[start Stored data]

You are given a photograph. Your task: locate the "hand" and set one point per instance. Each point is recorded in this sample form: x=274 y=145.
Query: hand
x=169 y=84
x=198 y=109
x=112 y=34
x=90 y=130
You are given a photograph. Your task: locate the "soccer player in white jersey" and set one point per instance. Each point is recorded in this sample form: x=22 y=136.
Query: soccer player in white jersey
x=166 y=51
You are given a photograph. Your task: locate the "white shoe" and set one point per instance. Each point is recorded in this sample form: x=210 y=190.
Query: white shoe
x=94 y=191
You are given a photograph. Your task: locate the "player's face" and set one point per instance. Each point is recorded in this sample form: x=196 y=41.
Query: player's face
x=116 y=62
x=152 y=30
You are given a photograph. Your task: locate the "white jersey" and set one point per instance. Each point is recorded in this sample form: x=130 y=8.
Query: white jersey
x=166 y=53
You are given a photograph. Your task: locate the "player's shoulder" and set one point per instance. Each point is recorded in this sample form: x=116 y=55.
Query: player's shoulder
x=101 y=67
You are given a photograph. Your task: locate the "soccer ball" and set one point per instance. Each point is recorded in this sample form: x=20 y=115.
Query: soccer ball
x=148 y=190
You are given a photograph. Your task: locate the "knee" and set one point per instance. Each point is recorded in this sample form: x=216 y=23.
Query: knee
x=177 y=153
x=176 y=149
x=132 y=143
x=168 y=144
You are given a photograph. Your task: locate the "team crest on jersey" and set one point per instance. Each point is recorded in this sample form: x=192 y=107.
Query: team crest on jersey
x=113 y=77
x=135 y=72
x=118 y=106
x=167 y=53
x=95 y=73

[end Stored data]

# Work instructions
Can you extract every one of the lines above and reproduce them word for word, without changing anything?

# Response to the exercise
You are given a photograph. Your task: locate the "hand" and set one point per instance. Each point is recorded in this sample form: x=274 y=145.
Query: hand
x=169 y=84
x=198 y=109
x=112 y=34
x=90 y=130
You are given a photograph. Your task: locate the "soccer player in white jersey" and set one point per instance. Each point is recorded in this sample form: x=22 y=136.
Query: soccer player in white jersey
x=166 y=51
You are given a photograph. Your task: locate the "white shoe" and set one point per instance. Each point is recorded in this sample form: x=210 y=190.
Query: white shoe
x=94 y=191
You are given a photograph. Your task: locate the "player's face" and set one point per instance. Each point is recorded in this sample form: x=196 y=41.
Query: player's face
x=116 y=62
x=152 y=30
You are given a photograph. Your task: locate the "white jersey" and set one point per instance. Each point is recorded in this sample form: x=130 y=8.
Query: white jersey
x=166 y=53
You are given a photograph. Your task: locate the "player's shoulder" and set one point per instance. Each point is recorded in this sample form: x=116 y=55.
Query: player's shoulder
x=101 y=67
You are given a photograph. Your task: locate the "soccer ball" and set one point per instance. Each point is recorded in this sample form: x=20 y=115.
Query: soccer ball
x=148 y=190
You are given a photograph. Your task: locate the "knee" and set one point per instance. Each point is recorded in this sample form: x=216 y=23.
Query: knee
x=177 y=153
x=176 y=149
x=132 y=143
x=168 y=144
You are given a photograph. Your task: locate the "team crest on jersey" and set one point per instance. Each point is recorded in this sample form: x=192 y=107.
Query: team crest on jersey
x=113 y=77
x=135 y=72
x=118 y=106
x=167 y=53
x=95 y=73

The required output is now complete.